(Image outline annotation items)

==================================================

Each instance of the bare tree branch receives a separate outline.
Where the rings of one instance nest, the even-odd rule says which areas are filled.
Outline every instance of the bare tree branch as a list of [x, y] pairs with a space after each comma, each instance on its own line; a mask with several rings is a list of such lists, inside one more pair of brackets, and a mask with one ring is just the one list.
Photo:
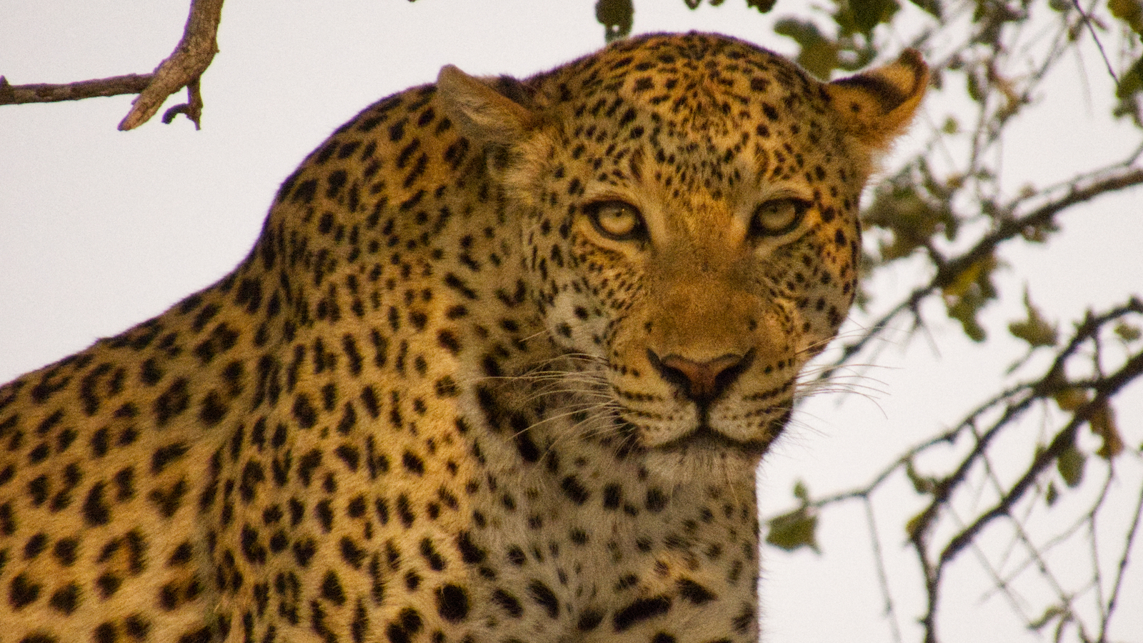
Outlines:
[[65, 85], [47, 82], [35, 85], [9, 85], [8, 79], [0, 77], [0, 105], [18, 105], [24, 103], [57, 103], [61, 101], [80, 101], [97, 96], [118, 96], [120, 94], [138, 94], [151, 84], [150, 73], [129, 73], [96, 80], [80, 80]]
[[7, 79], [0, 77], [0, 105], [138, 94], [130, 112], [119, 124], [119, 129], [128, 130], [150, 120], [168, 96], [186, 87], [187, 102], [167, 110], [162, 120], [170, 122], [176, 114], [183, 113], [198, 128], [202, 114], [199, 78], [218, 51], [217, 34], [218, 23], [222, 21], [222, 3], [223, 0], [192, 0], [182, 40], [152, 73], [133, 73], [64, 85], [10, 85]]
[[[131, 111], [127, 113], [119, 129], [135, 129], [159, 111], [167, 96], [186, 87], [185, 105], [173, 108], [163, 117], [170, 122], [175, 113], [185, 113], [186, 118], [199, 127], [202, 116], [202, 96], [199, 93], [199, 77], [210, 65], [218, 51], [218, 23], [222, 19], [223, 0], [192, 0], [191, 15], [186, 18], [183, 39], [175, 51], [154, 70], [151, 85], [135, 98]], [[169, 117], [169, 118], [168, 118]]]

==================================================

[TASK OBJECTIVE]: Swap "bare tree branch" for "leafless tree limb" in the lines from the start of the items through the line containing "85], [10, 85]]", and give those lines back with nothing else altered. Leave the pictures out of your answer.

[FINISHED TASK]:
Each instance of the leafless tree limb receives a separate outline.
Where the rings of one instance nest, the even-odd rule says which areas are filled.
Outline every instance of the leafless tree limb as a list of [x, y] pairs with a space after each comma, each instance on its own line; a mask with several rings is a list of such lists, inside one more pair of brackets, and a mask with one ring is just the one list.
Photo:
Outlines:
[[65, 85], [47, 82], [35, 85], [9, 85], [8, 79], [0, 77], [0, 105], [18, 105], [24, 103], [57, 103], [61, 101], [80, 101], [97, 96], [118, 96], [120, 94], [138, 94], [151, 84], [150, 73], [129, 73], [96, 80], [80, 80]]
[[7, 79], [0, 77], [0, 105], [138, 94], [130, 112], [119, 124], [119, 129], [128, 130], [150, 120], [168, 96], [186, 87], [187, 102], [167, 110], [162, 120], [170, 122], [176, 114], [183, 113], [198, 128], [202, 114], [199, 78], [218, 51], [217, 34], [218, 23], [222, 21], [222, 3], [223, 0], [192, 0], [182, 40], [152, 73], [133, 73], [64, 85], [10, 85]]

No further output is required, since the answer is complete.